**** Document
The “delisting” debate about Yellowstone grizzlies reflects just how backward we have become in the U.S. in terms of wildlife conservation. It’s way too narrow. The debate should be more about restoring grizzlies to areas that might still support them elsewhere in the American West, rather than about removing ESA protection for 600 still-vulnerable bears in the Yellowstone ecosystem.
My initial response is…No Way. I love that some species are rebounding in population. But I fear we have not yet learned to be fully responsible when a specie moves from the protection of the endangered list directly to a hunting lottery (like the sandhill crane). That saddens me deeply…
So sad to hear of this… man is killing everything, along with our beloved wolves and wild mustangs… not one human wolf attack ever recorded in US history and yet they are being brutally exterminated once again to extinction!
No we need to watch carefully as the Grizzly has always been a hunted animal as mankind lives in fear of the Grizzly but forgetting that we in fact in most cases have invaded their territory, they are only protecting what they know as their home…The protection in my opinion should be lifted slowly.
Just a few grizzly – hunter encounters may cause bears to run away from humans rather than look for a handout or meal. Hunting could be managed without endangering the base population. There is no hunting in Yellowstone, and there never will be. So, some other conditioning strategy that is effective needs to be found.
ps – would rather use the word “extinction.”
I guess we would have to hope that take limits are applied and enforced by the states if grizzlies are removed from federal protection. The points you make regarding to their contribution to the ecosystem are more than valid and I would be apt to believe that the instances of bear attacks are blow a little out of proportion (I don’t have all the facts about those, so I am not calling anyone a liar but my experiences with black bear issues in NJ and wolf re-introduction would lead me to believe the reports to be not entirely true to fact). What metrics are usually considered when looking at successful re-population leading to removal from threatened or endangered status? Bald eagles have continued to do very well following their removal from the endangered species list, the few states that I have lived in with decent populations of the eagle have take and capture limits in place and strictly enforced.
********
**** Data to process
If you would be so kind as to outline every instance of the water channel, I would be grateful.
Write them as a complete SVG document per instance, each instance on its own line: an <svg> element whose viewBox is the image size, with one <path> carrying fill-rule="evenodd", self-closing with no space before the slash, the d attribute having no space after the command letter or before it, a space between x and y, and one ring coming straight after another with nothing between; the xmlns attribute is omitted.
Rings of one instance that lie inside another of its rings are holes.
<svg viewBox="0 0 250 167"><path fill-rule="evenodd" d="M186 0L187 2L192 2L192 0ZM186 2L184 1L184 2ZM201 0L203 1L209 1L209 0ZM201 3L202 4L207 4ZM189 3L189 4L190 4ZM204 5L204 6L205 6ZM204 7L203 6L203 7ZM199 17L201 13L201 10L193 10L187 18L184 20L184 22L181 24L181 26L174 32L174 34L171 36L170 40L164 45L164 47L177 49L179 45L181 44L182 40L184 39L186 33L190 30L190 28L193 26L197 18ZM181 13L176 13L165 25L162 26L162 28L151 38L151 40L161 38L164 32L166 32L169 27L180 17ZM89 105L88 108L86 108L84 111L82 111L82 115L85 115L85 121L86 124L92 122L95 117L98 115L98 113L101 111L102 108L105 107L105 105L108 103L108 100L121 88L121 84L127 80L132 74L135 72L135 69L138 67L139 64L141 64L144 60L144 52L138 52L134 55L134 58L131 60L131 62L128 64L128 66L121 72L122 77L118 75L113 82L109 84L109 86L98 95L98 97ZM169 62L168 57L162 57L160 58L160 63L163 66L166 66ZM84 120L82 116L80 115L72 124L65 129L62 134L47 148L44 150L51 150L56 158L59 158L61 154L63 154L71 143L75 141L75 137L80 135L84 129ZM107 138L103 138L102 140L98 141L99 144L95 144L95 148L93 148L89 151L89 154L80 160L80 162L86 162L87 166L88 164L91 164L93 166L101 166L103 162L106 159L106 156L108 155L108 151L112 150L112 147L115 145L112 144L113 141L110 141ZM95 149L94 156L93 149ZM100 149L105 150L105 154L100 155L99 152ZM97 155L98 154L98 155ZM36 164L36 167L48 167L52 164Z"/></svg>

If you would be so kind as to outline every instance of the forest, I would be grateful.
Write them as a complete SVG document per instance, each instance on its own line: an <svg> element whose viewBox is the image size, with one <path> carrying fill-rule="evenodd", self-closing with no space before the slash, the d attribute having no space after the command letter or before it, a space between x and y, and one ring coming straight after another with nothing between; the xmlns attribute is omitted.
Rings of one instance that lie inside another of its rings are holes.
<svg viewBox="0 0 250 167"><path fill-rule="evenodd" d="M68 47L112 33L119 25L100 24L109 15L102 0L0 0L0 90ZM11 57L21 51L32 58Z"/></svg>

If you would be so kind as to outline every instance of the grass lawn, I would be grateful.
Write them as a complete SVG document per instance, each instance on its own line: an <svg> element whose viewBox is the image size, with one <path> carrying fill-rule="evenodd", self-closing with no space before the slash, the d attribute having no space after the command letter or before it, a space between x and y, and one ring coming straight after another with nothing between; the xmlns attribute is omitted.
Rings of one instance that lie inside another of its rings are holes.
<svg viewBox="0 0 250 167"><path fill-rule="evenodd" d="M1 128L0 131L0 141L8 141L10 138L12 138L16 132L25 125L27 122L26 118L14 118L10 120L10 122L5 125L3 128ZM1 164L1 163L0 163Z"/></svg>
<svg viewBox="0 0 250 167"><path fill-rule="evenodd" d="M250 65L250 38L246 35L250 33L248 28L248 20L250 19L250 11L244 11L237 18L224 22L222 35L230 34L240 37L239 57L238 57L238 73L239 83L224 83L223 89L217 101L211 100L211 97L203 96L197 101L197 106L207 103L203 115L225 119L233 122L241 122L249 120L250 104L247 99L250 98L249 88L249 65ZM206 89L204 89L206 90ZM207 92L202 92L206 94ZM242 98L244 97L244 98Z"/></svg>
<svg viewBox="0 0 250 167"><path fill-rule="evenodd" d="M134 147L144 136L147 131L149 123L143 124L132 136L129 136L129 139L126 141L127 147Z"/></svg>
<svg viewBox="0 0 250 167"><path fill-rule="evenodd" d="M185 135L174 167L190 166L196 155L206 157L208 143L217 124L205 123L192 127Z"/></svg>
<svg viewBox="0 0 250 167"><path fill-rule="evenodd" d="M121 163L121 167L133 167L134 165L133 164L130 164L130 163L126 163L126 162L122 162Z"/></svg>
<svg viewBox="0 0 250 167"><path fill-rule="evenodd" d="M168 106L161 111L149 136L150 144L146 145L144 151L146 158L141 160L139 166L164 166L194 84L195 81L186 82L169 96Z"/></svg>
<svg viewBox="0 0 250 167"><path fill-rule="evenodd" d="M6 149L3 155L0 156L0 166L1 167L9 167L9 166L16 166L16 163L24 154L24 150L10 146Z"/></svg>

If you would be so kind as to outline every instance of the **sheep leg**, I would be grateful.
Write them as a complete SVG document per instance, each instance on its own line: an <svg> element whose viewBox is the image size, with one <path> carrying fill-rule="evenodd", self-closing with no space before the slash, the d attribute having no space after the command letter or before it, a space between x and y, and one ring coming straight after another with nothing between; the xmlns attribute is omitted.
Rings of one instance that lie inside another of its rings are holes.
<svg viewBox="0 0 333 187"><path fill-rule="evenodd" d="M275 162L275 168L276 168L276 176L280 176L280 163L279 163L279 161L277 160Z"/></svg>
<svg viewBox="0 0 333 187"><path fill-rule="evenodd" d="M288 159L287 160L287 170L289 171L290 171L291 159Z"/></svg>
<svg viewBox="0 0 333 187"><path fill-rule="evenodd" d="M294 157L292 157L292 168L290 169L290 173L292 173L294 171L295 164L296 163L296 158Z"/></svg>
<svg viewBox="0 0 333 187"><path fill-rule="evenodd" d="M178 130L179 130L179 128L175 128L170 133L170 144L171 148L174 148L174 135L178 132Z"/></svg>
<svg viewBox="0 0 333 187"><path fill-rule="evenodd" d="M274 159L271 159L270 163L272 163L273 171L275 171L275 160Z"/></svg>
********
Exercises to complete:
A) In the records, switch "water channel" to "river" in the lines from the first line up to and including the line containing "0L187 2L192 2L192". Reproduce only those lines, with everything else unchanged.
B) Continue the comments on removing federal protection from Yellowstone grizzlies, starting after the last one shown.

Answers for this exercise:
A)
If you would be so kind as to outline every instance of the river, I would be grateful.
Write them as a complete SVG document per instance, each instance on its own line: an <svg> element whose viewBox is the image size, with one <path> carrying fill-rule="evenodd", self-closing with no space before the slash, the d attribute having no space after the command letter or before it, a space between x and y, and one ring coming straight after another with nothing between; the xmlns attribute is omitted.
Rings of one instance that lie inside another of its rings are holes.
<svg viewBox="0 0 250 167"><path fill-rule="evenodd" d="M186 0L187 2L192 2L192 0ZM186 2L184 1L184 2ZM201 0L203 1L209 1L209 0ZM201 3L202 4L207 4ZM189 3L189 4L190 4ZM204 5L204 6L205 6ZM204 7L203 6L203 7ZM199 17L201 13L201 10L193 10L187 18L184 20L184 22L181 24L181 26L174 32L174 34L171 36L170 40L164 45L164 47L177 49L179 45L181 44L182 40L184 39L186 33L190 30L190 28L193 26L197 18ZM181 13L176 13L165 25L162 26L162 28L151 38L151 40L161 38L164 32L166 32L169 27L180 17ZM89 105L88 108L86 108L84 111L82 111L82 115L85 115L85 121L86 124L92 122L95 117L98 115L98 113L101 111L102 108L105 107L105 105L108 103L108 100L121 88L121 84L127 80L132 74L135 72L135 69L138 67L139 64L141 64L144 60L144 52L138 52L134 55L134 58L131 60L131 62L128 64L128 66L121 72L122 77L118 75L113 82L109 84L109 86L98 95L98 97ZM169 62L168 57L162 57L160 58L160 63L163 66L166 66ZM84 120L82 116L80 115L72 124L65 129L62 134L47 148L44 150L51 150L56 158L59 158L61 154L63 154L71 143L75 141L75 137L80 135L84 129ZM107 138L103 138L102 140L98 141L99 144L95 144L95 148L93 148L89 151L89 154L80 160L80 162L86 162L87 166L88 164L91 164L93 166L101 166L103 162L106 159L106 156L108 155L108 151L112 150L112 147L115 145L112 144L113 141L110 141ZM95 149L94 156L93 149ZM100 149L105 150L105 154L100 155L99 152ZM97 155L98 154L98 155ZM36 164L36 167L48 167L52 164Z"/></svg>

B)
Yes I believe studies need to be done to consider whether the animal’s population has grown in numbers or plants. Not enough studies have been implemented. There are projects for planning to increase jobs. These can not happen is some instances when an environmental impact report is done and there are a number of endangered species on the list in an area be it land, riparian zone or river. Some water supplies are depending on a population of fish (delta smelt) to increase so that farmers and others needing water from northern CA can have water for their crops and drinking water supply.
“Is using an animal’s increased numbers reason enough to de-list it from the endangered species list”? NO.
“Remove some of its strongest protections” Has the grizzly ever been truly protected?. Especially in a nation where hunting and gun ownership is encouraged. The US has a record that runs between lousy and pathetic where animal protection and landscape management is needed. The national parks are badly run and top to bottom management is terrible. The federal government lacks direction and shouts loud for effect.
Loosing grizzly bears would be a real holocaust. Therefore a cautious approach of removing only identified animals and keeping them in captivity in zoos across the globe would be a better strategy.